Pick up the article about the Samridhi canteen at Kerala House in Delhi after its last sentence and continue writing it.

> _Text passage_
══════════════════════════════
High on taste, easy on pocket

- January 25, 2023
| By : Mohd Shehwaaz Khan |

Popular among Malayalis and non-Malayalis alike, Samridhi canteen of Kerala house is the best place to savour the cuisine of Kerala. The food is cheap, and cooked only by a cook from the state

SAVOURING IT ALL: Visitors enjoying lunch at the canteen

As one enters the Samridhi canteen in Kerala House in Delhi, one is immersed in the saporous fragrance of spices, meat and coconut. The hustle-bustle of everyday activities in the canteen adds to the environment, giving it an ambience of a small eatery. The staff gives a welcoming nod to every visitor as they ask for the ‘token’ or receipt for the food ordered at the reception outside.

When Patriot visited the canteen, the speciality in the menu was fish biryani, which the receptionist informed was cooked as an experiment because the chef wanted to try something different. Apart from fish biryani, there was veg thali, dry fish, fried buffalo meat, fish curry and chicken biryani.

Affordable rates

The prices in the canteen are lower than those offered in most Malayali restaurants in the Capital. For example, the veg thali which contained sambar, thoran (dry vegetable dish such as raw banana and potato combined with coconut), chammanthipodi (dry coconut chutney), parippu curry (lentils), matta rice and papad, cost as less as Rs 80. Visitors in the canteen preferred the thali with dry fish or buffalo meat, which cost Rs 100 per plate. Whatever the meal, coconut reigned in every dish.
══════════════════════════════
[Stored data entries]
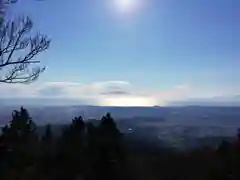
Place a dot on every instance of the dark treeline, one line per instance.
(85, 151)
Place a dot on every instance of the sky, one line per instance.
(134, 52)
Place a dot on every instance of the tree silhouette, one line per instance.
(17, 52)
(108, 158)
(20, 143)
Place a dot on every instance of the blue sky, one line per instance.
(156, 48)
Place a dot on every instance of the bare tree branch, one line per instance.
(18, 51)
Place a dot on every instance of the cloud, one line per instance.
(182, 87)
(112, 93)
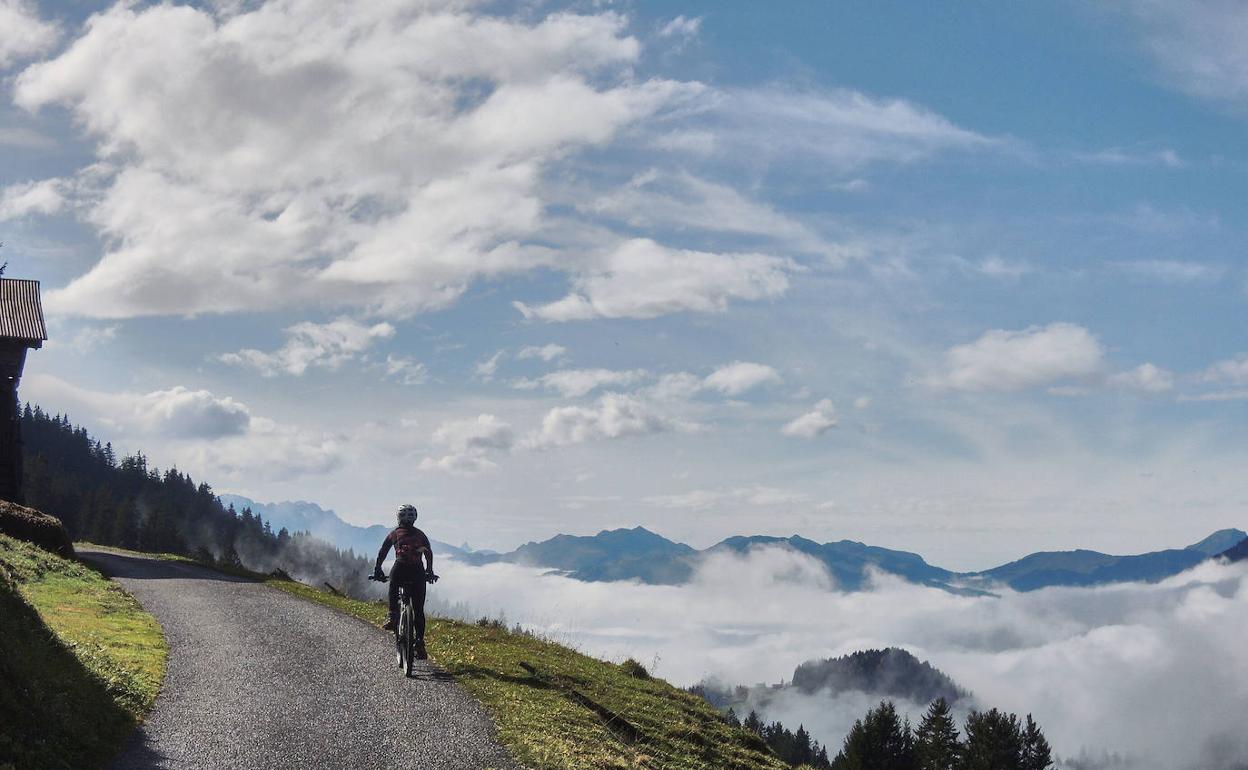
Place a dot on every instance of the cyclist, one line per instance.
(409, 545)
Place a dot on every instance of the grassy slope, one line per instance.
(80, 662)
(546, 728)
(541, 723)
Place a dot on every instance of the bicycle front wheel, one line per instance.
(408, 639)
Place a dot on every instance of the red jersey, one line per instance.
(408, 543)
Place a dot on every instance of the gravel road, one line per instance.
(261, 680)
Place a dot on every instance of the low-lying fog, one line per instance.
(1156, 674)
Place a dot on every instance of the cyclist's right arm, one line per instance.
(381, 555)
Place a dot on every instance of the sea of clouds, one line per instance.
(1130, 675)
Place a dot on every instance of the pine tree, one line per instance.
(877, 741)
(1036, 753)
(936, 741)
(994, 741)
(753, 723)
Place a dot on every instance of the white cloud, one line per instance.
(642, 278)
(1146, 378)
(486, 370)
(754, 496)
(1133, 156)
(682, 26)
(23, 34)
(1171, 271)
(1005, 360)
(174, 413)
(1090, 664)
(613, 416)
(739, 377)
(577, 382)
(680, 200)
(469, 443)
(995, 267)
(406, 371)
(43, 197)
(325, 346)
(547, 352)
(326, 152)
(814, 423)
(1233, 371)
(839, 129)
(185, 413)
(1198, 45)
(214, 437)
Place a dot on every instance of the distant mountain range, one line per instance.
(887, 673)
(301, 516)
(640, 554)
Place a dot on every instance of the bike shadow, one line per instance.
(428, 673)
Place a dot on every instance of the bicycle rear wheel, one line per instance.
(408, 638)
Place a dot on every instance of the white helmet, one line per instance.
(407, 514)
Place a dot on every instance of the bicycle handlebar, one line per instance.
(386, 579)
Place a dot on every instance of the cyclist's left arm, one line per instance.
(428, 554)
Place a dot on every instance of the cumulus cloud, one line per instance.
(814, 423)
(642, 278)
(1091, 664)
(755, 496)
(43, 197)
(1198, 45)
(267, 452)
(612, 416)
(201, 432)
(841, 130)
(1005, 360)
(487, 368)
(663, 199)
(1145, 378)
(325, 152)
(185, 413)
(577, 382)
(546, 352)
(325, 346)
(1170, 271)
(469, 444)
(1233, 371)
(23, 34)
(682, 26)
(406, 371)
(739, 377)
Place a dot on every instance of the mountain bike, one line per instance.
(407, 647)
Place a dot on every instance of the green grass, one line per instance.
(562, 716)
(80, 662)
(567, 710)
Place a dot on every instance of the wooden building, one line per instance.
(21, 327)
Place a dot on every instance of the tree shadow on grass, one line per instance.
(137, 568)
(54, 713)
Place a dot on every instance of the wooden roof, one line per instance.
(21, 316)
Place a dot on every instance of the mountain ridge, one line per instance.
(642, 554)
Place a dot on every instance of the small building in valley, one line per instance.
(21, 328)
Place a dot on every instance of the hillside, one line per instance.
(640, 554)
(325, 524)
(80, 662)
(557, 709)
(885, 674)
(129, 503)
(1095, 568)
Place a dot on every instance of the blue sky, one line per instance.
(966, 280)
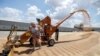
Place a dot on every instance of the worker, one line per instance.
(36, 38)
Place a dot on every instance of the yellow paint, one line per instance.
(11, 53)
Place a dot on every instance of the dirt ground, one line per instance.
(69, 44)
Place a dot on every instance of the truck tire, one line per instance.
(51, 42)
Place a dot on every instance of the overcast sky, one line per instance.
(29, 10)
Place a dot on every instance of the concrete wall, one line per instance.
(6, 25)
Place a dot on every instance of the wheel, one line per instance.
(31, 40)
(51, 42)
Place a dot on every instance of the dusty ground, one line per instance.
(69, 44)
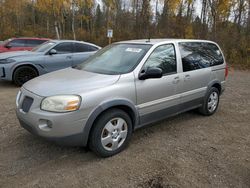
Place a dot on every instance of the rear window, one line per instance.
(79, 47)
(198, 55)
(17, 43)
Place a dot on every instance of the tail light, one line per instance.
(226, 71)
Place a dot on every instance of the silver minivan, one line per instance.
(123, 87)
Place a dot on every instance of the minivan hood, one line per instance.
(14, 54)
(68, 81)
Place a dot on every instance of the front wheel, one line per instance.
(211, 102)
(111, 133)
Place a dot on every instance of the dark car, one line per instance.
(21, 44)
(53, 55)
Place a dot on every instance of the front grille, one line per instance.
(27, 102)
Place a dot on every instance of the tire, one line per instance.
(23, 74)
(211, 102)
(109, 137)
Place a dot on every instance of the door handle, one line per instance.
(176, 80)
(187, 77)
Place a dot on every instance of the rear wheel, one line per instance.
(23, 74)
(111, 133)
(211, 102)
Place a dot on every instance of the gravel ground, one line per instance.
(184, 151)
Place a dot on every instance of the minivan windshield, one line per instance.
(116, 59)
(43, 47)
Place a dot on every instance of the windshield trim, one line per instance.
(101, 51)
(43, 44)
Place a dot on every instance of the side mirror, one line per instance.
(8, 45)
(151, 72)
(52, 52)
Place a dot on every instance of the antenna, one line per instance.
(149, 37)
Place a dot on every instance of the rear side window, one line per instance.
(198, 55)
(17, 43)
(33, 43)
(64, 48)
(79, 47)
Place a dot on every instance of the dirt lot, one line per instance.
(185, 151)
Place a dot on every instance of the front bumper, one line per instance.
(63, 128)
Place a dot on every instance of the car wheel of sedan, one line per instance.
(23, 74)
(111, 133)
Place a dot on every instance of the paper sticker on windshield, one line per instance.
(135, 50)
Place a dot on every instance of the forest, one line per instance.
(226, 22)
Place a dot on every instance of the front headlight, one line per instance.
(61, 103)
(5, 61)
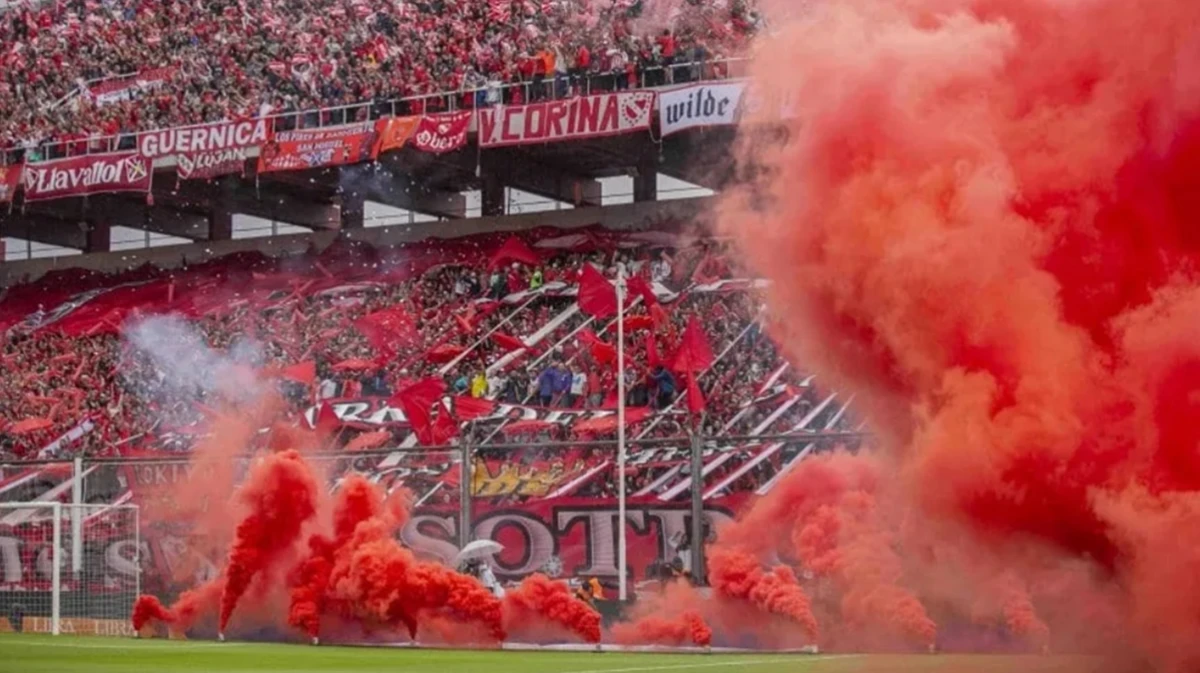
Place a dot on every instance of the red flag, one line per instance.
(634, 323)
(327, 421)
(353, 365)
(639, 287)
(444, 428)
(695, 397)
(507, 342)
(468, 408)
(514, 250)
(659, 317)
(30, 425)
(601, 352)
(694, 353)
(466, 323)
(444, 353)
(652, 352)
(301, 372)
(598, 298)
(369, 440)
(417, 401)
(389, 331)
══════════════════════════════
> _Answer to this problem_
“Coconut is one of the most important ingredients in a Malayali household. While the veg thali here contained it as chutney, that we call chammanthipodi in Malayalam, it is also used without grinding, such as in dry meat,” says one of the visitors who came to the Kerala House especially for the food.

WELCOME HOME: The entry gate of Samridhi, Kerala House Canteen

The red water, or karingalivellam (boiled water mixed with herbal medicinal plant), is served in place of normal water.

Satisfied by quality

Visitors from every region enjoyed the food. Many of them, especially Keralites, visited the canteen for the first time and were satisfied by the quality and quantity of the meal.

“The canteen is very famous in the Malayali community in Delhi. We are taking a tour of north India, and happened to stop in Delhi. The only place we can think of eating was Kerala House as suggested by our friends in the Capital,” a visitor explained.

One can ask for as many refills of lentils and vegetable dishes as one requires to satisfy the appetite.

Apart from local residents and tourists, government officials also have their lunch in the canteen. Assembly members and other politicians from Kerala who travel to New Delhi on business can stay at Kerala House. It comes under Kerala State Public Works Department. The Controller of Kerala House, who answers to the Honorable Resident Commissioner, is in charge of running the residence.

It is located just a few metres away from Jantar Mantar and its proximity to the site makes it popular among visitors in the area. While lunch mostly contains rice, dinner sees rice replaced with Malabari parathas, while appams (onion and coconut pancakes) are served in breakfast.

Malayali cook

“A lot of government officials and politicians visit the house so we have to maintain the quality of the food. Although the staff here is from north India as well as Kerala, it is a rule that food should be cooked only by a Malayali as he alone would know the best use of different regional spices and recipes,” says Mohan, a staff member of the Samridhi canteen.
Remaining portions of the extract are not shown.